• TEXTAUSZUG
☆ ☆ ☆ ☆ ☆ ☆ ☆

Auf geordnete Art und Weise lief der sogenannte Bildersturm im Zürcher Grossmünster, der zentralen Kirche der Stadt, ab. "Es gab bei uns keinen Bildersturm, wenn man damit die Vorstellung verbindet, als würde ein wütender Mob Altar und Sakralgegenstände aus der Kirche hinausschmeißen. So etwas gab es allenfalls nur in Bern und Basel, aber in Zürich ging es anders los", erklärt Christoph Sigrist, Pfarrer am Grossmünster. Die einzige Gewaltanwendung habe es gegenüber einem Gemälde von Felix und Regula gegeben, dieses sei zerschnitten und dann übermalt worden. "Sonst geschah es auf Anordnung der Obrigkeit in den Jahren 1524 und 1526 und zwar in geordneter Art und Weise, indem man die Altarbilder den Eigentümern zukommen ließ. Es ging mit rechten Dingen zu. Was man weiß, ist, dass einige Gegenstände in der Limmat versenkt wurden, aber das war es auch schon."

☆ ☆ ☆ ☆ ☆ ☆ ☆

• DIE AUFGABE
Setze den Text über den Bildersturm im Zürcher Grossmünster im selben Stil fort, beginnend nach seinem letzten Satz. Die folgenden Zeilen werden für die Bearbeitung nicht benötigt.

• BEREITGESTELLTE DATEN
☆ ☆ ☆ ☆ ☆ ☆ ☆

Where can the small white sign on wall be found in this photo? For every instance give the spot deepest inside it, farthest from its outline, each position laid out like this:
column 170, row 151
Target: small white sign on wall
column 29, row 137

☆ ☆ ☆ ☆ ☆ ☆ ☆

• LÖSUNG
Auf dem Land habe die Situation anders ausgesehen, sagt Kirchenhistoriker Opitz. "Die Reformation war eine Erneuerungsbewegung, die auch eine politische Dimension hatte." Grundsätzlich waren die Bauern den reformatorischen Ideen gegenüber sehr aufgeschlossen. Dass die Landbevölkerung gegenüber den Klöstern abgabepflichtig war, hatte schon vor der Reformation zu Spannungen geführt. "Die Klöster haben die Abgaben verwendet, um Kirchenschätze herzustellen oder zu kaufen. Diese standen in den Kirchen. Somit haben die Bauern die Reformation auch verstanden als Befreiung von der in diesem Sinn verwendeten Zinslast, als Befreiung von der Knechtschaft von Äbten und Klöstern, die einen geistlichen Anspruch erhoben und weltliche Herrschaft ausübten. 'Götzenzerstörung' wurde somit auch als Beendigung der Unterdrückung verstanden", sagt Opitz.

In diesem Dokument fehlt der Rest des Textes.